# Dr. Phil's son



## edhead2000 (Feb 3, 2004)

I was watching Dr. Phil the other day and his son, Jay, was on there doing the Teen Weight Loss Challenge.  Jay said that he had done martial arts since he was a little kid........anyone know what type or anything?  I was just curious.


----------



## Cryozombie (Feb 3, 2004)

Dr Phil's son Jay has a black belt in TaeKwonDo.  I have no idea about the other one.


----------



## edhead2000 (Feb 3, 2004)

Why thank you.


----------



## kenpo12 (Feb 4, 2004)

Dr Phil's son fat like him and giving weight loss advice?  hhahahahha


----------



## Chronuss (Feb 4, 2004)

I saw the Teen Weight Loss Challenge, too...I thought it was cool that along with the physical trainers, they got the five teens into Martial Arts as well.  extremely cool.

————

• **WHAT YOU SHOULD DO**
Pick up the forum thread about Dr. Phil's son after its last post and continue it. The lines that come next have no connection to the thread about Dr. Phil's son.

————

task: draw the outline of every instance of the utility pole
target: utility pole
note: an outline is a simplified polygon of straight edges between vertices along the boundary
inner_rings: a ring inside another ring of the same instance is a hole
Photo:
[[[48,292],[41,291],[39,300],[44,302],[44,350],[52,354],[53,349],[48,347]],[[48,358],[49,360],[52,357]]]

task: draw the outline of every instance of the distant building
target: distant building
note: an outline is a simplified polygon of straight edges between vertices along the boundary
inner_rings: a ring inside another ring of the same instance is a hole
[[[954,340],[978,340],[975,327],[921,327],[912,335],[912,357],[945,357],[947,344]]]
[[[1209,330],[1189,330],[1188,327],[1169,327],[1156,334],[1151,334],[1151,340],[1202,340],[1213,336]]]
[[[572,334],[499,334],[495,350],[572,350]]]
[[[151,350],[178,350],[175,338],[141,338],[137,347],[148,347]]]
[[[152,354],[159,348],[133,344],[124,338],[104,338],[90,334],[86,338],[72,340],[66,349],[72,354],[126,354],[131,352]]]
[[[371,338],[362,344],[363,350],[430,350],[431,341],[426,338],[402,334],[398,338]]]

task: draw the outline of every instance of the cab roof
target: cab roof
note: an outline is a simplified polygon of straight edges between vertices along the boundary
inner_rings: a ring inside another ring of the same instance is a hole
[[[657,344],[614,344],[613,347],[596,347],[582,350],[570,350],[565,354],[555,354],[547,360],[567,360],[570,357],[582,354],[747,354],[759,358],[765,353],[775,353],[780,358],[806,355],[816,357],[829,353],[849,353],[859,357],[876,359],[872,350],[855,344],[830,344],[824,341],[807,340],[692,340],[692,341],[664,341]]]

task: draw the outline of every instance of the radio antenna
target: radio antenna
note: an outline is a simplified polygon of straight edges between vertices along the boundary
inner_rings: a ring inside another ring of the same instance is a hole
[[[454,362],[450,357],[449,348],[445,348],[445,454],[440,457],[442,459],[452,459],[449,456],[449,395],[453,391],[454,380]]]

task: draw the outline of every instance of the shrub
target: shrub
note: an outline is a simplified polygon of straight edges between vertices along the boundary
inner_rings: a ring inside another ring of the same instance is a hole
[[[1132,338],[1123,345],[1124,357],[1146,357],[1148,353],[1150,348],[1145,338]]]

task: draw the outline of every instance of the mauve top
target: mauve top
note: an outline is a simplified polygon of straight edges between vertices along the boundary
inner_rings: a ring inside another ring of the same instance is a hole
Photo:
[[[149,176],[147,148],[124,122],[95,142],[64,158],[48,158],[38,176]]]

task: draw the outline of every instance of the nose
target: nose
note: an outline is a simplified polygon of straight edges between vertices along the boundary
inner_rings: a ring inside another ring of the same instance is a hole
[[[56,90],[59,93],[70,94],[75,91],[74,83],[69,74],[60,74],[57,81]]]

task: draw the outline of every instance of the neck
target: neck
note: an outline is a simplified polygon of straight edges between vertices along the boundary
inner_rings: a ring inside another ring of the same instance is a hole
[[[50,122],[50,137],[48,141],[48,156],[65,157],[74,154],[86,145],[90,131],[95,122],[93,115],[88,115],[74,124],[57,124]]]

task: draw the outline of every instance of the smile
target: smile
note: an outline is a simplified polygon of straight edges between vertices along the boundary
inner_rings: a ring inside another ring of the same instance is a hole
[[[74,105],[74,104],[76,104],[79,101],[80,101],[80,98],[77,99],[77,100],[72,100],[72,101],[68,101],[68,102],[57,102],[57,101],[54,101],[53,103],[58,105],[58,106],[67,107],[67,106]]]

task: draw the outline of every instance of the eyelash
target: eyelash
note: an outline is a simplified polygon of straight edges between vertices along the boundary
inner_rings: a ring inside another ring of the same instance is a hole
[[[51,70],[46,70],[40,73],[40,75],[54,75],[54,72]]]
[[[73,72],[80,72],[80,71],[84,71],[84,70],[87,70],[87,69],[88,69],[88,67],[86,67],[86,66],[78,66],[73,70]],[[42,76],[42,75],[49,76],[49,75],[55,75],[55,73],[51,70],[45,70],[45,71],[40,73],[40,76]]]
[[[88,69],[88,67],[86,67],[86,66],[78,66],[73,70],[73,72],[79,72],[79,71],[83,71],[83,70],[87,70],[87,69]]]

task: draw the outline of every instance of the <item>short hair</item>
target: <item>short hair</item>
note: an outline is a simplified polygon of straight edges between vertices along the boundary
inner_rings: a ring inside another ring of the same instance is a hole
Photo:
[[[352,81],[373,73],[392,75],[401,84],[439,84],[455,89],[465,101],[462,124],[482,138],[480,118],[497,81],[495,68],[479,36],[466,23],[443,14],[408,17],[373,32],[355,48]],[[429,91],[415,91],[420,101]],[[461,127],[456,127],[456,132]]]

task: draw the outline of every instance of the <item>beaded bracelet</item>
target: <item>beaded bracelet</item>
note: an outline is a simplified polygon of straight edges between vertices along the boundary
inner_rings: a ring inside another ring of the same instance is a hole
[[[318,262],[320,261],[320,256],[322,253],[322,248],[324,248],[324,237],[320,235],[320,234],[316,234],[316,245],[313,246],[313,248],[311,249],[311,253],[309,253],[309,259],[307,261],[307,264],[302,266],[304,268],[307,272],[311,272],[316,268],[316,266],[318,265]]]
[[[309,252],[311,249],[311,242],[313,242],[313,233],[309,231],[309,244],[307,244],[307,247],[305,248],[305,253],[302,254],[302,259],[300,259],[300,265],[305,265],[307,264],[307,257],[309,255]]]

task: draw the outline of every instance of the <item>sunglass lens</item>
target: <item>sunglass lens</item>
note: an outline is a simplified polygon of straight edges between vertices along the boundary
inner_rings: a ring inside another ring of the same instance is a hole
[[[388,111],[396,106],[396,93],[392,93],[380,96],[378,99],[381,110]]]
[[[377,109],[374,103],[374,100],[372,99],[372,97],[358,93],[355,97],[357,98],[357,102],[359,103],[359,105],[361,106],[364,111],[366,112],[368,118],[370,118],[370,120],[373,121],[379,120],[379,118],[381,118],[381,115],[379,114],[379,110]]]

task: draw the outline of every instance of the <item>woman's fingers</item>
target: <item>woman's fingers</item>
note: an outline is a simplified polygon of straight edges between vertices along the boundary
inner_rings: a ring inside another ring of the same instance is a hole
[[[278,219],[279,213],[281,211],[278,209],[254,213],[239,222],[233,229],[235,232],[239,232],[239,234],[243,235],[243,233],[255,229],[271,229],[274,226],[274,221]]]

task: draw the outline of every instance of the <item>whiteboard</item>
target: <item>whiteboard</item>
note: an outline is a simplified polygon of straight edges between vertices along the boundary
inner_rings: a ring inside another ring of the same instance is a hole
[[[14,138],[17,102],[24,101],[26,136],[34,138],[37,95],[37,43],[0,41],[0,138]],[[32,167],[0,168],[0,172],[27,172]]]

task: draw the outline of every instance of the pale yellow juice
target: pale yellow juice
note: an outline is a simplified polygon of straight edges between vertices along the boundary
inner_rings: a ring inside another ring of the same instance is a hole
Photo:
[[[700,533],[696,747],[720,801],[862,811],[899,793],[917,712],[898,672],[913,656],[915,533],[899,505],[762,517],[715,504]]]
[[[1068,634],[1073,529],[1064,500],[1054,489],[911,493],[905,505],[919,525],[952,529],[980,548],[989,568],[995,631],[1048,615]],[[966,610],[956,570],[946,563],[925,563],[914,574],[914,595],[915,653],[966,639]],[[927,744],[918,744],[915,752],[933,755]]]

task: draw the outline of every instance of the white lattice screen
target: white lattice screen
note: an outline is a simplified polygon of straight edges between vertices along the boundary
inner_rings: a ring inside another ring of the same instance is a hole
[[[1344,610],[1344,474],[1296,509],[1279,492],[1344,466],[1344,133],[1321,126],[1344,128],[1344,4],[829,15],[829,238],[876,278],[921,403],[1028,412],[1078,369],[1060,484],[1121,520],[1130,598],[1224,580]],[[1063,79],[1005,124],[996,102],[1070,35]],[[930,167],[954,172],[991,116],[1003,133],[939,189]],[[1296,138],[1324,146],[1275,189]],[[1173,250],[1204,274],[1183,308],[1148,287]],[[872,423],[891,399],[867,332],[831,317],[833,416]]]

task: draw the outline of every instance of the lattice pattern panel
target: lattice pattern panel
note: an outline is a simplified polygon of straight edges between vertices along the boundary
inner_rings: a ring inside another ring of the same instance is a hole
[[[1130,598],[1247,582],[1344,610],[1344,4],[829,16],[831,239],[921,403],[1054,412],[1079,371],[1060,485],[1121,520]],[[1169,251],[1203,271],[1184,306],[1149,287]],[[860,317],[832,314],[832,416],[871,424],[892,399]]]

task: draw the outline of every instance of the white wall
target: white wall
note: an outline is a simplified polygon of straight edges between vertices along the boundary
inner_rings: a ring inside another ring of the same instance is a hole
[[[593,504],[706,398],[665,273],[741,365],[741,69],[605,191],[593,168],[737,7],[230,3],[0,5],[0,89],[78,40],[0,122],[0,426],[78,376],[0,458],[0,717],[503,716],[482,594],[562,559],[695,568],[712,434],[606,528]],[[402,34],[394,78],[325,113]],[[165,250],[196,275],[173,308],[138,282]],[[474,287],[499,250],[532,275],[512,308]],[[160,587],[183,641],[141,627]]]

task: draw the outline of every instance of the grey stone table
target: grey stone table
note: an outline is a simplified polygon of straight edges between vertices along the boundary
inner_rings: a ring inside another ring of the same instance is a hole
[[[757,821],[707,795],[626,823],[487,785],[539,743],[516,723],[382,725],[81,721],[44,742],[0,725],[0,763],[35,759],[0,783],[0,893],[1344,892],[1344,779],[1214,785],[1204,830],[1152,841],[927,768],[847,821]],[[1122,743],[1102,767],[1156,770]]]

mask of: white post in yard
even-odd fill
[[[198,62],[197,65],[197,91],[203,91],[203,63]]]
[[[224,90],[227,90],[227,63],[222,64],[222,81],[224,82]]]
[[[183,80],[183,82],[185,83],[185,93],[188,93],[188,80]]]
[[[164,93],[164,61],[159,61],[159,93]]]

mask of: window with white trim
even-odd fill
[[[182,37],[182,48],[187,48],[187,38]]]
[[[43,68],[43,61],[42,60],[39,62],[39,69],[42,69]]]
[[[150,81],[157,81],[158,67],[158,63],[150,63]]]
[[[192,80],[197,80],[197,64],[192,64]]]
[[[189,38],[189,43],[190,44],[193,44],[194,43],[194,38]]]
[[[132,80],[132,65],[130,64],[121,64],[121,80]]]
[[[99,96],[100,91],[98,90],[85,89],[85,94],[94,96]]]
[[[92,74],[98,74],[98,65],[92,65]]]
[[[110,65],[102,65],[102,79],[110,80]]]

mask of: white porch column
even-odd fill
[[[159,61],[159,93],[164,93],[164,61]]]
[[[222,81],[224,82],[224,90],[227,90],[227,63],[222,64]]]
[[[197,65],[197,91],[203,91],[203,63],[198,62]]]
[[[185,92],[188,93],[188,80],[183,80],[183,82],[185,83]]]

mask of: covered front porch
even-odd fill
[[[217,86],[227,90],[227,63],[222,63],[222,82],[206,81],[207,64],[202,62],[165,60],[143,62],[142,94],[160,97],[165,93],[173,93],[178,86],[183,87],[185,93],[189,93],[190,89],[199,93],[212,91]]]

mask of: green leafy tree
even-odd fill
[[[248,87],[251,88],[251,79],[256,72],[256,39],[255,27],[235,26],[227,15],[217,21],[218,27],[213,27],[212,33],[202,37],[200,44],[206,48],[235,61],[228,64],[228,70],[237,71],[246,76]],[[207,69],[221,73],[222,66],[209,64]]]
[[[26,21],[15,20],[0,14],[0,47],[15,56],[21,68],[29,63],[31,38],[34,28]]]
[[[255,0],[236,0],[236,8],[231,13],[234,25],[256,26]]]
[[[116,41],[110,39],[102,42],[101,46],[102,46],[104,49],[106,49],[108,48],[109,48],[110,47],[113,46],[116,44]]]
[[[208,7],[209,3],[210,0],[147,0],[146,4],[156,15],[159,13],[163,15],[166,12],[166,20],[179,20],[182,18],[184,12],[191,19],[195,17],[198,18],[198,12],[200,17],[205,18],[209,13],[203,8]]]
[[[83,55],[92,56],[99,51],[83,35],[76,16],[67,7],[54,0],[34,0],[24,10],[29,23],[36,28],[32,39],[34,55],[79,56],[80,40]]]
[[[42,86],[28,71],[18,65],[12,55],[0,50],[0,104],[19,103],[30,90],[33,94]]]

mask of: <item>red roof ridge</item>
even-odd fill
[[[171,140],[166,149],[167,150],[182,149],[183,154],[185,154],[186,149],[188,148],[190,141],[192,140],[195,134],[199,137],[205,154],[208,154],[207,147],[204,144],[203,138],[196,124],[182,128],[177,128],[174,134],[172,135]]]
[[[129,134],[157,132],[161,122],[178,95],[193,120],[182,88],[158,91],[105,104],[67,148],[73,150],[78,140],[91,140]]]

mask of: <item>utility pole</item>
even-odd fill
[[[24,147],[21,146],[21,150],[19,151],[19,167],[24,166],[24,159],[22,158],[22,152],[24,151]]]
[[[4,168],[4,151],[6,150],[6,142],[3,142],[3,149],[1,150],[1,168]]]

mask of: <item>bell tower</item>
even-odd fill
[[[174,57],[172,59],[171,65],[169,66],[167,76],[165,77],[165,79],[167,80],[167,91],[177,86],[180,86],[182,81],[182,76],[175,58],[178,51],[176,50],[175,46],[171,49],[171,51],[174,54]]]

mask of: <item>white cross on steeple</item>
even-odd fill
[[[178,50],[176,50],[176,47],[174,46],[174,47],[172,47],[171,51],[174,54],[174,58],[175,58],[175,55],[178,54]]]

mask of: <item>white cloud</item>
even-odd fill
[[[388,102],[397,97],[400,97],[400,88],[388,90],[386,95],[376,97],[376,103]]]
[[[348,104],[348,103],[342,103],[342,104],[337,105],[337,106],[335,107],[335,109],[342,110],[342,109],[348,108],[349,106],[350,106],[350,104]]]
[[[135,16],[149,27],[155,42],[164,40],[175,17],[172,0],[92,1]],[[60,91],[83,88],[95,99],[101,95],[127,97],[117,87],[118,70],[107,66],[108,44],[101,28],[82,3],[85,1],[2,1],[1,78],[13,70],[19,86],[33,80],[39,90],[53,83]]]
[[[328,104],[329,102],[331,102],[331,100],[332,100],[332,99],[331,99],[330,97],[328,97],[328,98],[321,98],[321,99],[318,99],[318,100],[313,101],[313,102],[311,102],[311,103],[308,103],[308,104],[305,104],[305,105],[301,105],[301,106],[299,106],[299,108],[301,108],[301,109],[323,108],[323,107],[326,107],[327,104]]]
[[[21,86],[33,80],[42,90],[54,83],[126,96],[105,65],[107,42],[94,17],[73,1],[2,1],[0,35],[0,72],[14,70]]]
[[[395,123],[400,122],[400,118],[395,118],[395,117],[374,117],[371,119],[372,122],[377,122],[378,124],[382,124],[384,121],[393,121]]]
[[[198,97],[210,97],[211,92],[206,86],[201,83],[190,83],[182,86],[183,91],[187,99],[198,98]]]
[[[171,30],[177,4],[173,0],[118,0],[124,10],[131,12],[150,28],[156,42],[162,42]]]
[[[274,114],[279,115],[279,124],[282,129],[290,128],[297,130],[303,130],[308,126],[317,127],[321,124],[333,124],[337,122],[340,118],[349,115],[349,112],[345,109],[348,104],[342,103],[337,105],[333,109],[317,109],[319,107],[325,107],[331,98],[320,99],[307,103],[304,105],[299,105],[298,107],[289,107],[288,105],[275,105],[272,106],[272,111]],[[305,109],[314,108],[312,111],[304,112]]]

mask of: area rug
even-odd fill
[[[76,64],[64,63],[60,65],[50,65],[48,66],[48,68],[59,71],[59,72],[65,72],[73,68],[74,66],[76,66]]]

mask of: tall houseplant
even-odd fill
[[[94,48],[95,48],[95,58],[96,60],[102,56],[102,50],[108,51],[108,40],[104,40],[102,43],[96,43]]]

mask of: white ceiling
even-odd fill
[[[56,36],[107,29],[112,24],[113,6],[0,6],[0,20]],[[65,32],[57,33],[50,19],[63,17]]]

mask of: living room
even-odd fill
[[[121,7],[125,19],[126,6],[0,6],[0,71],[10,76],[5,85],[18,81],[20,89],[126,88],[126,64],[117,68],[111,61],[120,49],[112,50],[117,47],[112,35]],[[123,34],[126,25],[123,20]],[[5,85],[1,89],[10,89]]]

————

• **REPLY TO THE TASK**
----------



## edhead2000 (Feb 4, 2004)

I definitely think that Jay hit all the right buttons by doing that.  It's good to see that people recognize martial arts for all that it has to offer.


----------



## Chronuss (Feb 5, 2004)

...I tried to find out what system he studied...but couldn't find any info on the Dr. Phil site or the site about the books...blah.


----------



## edhead2000 (Feb 5, 2004)

I couldn't either!  I emailed the site, but no response yet.  Technopunk posted above that it was TKD.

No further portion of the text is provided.